- _Task objective_
Which lines run from the line containing "Query: tall building with antenna" through the end of the records below? Reproduce them exactly, and nothing else.

- _Data to use_
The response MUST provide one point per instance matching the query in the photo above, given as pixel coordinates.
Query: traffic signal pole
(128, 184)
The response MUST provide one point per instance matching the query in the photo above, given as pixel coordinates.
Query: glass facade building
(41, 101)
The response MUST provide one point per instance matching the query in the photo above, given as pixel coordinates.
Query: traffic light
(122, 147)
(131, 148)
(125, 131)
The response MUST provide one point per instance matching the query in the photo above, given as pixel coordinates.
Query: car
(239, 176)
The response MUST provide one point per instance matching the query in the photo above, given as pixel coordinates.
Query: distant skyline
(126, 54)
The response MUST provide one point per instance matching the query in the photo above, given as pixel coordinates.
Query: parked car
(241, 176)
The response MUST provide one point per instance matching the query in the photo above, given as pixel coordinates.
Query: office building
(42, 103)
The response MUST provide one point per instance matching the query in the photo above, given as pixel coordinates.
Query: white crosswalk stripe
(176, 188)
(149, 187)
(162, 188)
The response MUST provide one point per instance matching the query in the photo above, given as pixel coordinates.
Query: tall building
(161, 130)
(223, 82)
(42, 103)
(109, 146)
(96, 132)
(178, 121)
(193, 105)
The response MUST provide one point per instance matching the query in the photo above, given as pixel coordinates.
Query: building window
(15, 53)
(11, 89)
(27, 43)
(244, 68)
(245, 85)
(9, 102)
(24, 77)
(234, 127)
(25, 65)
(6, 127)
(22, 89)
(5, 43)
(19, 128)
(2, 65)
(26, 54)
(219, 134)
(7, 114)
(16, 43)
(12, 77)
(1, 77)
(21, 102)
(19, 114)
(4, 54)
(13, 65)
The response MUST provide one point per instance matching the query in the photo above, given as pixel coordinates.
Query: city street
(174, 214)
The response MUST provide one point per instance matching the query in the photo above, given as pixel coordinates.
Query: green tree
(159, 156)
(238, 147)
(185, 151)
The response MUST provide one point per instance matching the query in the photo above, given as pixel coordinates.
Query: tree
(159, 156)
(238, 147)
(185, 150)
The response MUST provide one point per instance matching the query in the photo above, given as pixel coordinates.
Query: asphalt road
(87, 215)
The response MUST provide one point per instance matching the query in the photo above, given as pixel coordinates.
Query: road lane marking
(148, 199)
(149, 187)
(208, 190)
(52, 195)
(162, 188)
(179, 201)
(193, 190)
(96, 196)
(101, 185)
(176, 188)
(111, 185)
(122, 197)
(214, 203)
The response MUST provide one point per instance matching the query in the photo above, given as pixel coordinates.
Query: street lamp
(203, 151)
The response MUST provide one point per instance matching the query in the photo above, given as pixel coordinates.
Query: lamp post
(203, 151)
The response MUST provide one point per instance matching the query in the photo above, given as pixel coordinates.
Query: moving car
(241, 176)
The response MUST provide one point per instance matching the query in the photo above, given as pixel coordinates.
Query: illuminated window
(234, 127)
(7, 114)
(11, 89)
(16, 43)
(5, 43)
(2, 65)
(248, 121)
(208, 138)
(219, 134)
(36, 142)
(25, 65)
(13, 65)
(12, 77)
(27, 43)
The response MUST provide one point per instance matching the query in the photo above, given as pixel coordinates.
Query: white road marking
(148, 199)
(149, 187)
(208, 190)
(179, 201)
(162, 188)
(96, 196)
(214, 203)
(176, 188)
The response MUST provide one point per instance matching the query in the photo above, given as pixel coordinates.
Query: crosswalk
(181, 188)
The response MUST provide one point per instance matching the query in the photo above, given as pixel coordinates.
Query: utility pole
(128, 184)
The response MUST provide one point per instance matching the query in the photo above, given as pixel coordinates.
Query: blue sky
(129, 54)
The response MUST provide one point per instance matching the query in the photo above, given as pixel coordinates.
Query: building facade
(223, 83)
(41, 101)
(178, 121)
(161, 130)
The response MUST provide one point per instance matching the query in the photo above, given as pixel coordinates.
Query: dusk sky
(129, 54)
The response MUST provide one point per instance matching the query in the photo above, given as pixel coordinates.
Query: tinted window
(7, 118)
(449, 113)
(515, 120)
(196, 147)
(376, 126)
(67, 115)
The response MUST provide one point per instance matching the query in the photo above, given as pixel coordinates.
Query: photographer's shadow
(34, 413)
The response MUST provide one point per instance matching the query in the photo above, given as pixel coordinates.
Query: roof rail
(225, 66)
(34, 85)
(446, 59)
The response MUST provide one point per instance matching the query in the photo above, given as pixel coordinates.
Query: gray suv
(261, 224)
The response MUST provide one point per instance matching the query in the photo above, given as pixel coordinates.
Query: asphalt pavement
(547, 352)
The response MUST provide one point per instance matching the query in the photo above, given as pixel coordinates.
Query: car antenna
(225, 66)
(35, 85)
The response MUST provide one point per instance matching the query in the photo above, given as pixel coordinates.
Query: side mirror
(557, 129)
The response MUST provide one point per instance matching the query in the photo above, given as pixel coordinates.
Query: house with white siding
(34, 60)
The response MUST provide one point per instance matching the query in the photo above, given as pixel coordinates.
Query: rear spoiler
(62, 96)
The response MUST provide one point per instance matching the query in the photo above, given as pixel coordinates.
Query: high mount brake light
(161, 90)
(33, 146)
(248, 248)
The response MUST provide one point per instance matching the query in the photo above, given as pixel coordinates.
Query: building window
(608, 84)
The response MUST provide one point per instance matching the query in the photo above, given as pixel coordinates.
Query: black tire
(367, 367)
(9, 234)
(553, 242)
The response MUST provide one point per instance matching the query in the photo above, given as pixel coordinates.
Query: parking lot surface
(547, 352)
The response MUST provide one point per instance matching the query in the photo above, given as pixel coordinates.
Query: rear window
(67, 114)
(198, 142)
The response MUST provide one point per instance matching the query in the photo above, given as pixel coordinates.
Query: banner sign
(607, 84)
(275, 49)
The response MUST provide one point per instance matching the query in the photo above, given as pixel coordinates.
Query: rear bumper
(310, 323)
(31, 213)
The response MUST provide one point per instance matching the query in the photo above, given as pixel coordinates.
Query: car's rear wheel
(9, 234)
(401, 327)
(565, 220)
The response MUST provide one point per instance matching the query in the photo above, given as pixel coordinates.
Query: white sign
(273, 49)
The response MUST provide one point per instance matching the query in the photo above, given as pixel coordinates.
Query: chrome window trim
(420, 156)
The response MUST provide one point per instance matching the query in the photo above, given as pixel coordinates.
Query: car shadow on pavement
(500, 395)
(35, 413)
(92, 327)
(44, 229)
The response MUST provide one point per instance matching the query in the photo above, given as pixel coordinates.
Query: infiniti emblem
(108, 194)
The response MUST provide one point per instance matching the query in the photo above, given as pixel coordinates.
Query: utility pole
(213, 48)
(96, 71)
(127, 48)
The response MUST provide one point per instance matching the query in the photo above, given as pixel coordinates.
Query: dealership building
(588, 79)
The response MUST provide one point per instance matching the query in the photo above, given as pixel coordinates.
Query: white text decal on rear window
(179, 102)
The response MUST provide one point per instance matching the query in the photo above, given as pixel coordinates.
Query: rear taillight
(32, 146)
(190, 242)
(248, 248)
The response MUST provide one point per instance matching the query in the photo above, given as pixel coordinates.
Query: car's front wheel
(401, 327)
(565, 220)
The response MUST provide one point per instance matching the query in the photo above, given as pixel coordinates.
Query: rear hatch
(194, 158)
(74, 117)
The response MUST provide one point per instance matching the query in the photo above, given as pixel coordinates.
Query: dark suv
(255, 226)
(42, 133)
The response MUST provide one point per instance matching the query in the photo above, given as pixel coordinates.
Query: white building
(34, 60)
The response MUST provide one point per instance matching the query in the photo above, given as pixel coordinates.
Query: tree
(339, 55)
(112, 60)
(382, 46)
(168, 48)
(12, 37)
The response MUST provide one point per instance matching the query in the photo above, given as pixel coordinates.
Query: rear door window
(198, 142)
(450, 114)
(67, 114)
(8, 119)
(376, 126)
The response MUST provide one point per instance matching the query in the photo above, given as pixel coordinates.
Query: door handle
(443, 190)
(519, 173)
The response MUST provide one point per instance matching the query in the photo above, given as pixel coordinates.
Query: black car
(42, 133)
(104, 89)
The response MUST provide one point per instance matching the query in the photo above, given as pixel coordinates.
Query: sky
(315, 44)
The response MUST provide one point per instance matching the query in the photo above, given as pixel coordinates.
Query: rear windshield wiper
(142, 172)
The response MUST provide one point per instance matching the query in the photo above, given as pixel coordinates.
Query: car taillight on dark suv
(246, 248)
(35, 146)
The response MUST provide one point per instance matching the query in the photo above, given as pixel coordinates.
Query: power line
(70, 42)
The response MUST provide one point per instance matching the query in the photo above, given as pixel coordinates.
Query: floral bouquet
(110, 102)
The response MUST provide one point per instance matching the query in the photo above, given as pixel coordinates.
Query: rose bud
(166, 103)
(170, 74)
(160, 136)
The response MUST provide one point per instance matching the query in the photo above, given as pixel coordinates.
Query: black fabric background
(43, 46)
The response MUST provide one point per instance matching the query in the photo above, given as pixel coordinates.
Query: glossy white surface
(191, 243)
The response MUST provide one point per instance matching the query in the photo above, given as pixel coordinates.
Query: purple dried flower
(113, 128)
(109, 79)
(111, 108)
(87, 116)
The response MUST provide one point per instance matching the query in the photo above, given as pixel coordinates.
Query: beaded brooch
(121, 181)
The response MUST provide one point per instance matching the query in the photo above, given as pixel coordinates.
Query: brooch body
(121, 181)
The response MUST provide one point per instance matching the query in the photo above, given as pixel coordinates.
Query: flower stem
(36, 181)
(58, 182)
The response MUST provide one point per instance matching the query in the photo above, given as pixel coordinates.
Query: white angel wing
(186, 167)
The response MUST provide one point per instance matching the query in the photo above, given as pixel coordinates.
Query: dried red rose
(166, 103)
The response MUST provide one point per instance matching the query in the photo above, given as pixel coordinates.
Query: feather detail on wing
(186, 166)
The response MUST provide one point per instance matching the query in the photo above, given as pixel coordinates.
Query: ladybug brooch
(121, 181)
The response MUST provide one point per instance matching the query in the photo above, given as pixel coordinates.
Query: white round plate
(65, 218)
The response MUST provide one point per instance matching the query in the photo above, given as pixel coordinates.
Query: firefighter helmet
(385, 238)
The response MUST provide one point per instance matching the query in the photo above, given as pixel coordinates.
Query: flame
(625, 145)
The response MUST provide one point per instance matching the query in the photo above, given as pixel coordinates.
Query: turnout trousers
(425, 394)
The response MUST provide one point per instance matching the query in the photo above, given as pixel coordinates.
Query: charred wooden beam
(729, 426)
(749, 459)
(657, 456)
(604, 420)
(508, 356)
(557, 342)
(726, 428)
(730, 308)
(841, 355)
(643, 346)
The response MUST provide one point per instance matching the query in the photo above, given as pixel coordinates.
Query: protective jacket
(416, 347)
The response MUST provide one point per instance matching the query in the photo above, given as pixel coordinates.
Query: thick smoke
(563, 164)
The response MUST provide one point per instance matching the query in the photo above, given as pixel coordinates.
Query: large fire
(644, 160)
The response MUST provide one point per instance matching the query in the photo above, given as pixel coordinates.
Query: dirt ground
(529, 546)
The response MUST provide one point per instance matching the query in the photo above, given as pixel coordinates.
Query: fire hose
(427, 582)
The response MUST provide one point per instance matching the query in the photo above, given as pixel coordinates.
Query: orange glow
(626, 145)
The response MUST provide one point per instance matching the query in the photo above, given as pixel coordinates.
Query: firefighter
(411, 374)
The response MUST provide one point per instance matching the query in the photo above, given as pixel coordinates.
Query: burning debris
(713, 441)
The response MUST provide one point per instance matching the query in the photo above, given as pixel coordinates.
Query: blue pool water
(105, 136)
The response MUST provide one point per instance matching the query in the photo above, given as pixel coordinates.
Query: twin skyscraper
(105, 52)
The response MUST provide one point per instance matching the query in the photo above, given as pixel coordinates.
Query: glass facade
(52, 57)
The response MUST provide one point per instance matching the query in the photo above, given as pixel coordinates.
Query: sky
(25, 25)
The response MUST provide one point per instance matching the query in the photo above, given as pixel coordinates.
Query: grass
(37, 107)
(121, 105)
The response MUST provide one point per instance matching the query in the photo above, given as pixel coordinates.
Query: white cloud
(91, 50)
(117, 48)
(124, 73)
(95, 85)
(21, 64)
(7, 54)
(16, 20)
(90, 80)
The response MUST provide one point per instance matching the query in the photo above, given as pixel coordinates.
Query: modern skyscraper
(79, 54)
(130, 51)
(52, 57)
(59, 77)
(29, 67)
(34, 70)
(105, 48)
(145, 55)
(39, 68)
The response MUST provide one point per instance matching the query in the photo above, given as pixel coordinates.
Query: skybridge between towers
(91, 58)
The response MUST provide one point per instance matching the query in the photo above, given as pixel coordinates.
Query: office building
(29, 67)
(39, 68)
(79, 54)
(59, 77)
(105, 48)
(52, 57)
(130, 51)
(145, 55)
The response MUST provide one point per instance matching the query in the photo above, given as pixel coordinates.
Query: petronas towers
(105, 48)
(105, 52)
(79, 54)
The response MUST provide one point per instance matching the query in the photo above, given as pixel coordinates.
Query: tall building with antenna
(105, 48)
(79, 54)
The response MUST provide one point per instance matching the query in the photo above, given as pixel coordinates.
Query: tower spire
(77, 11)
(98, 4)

- _Answer to this task_
Query: tall building with antenna
(105, 48)
(79, 54)
The response MUST provide one point per instance matching the query in the photo above, given as pixel coordinates.
Query: tower spire
(77, 11)
(98, 4)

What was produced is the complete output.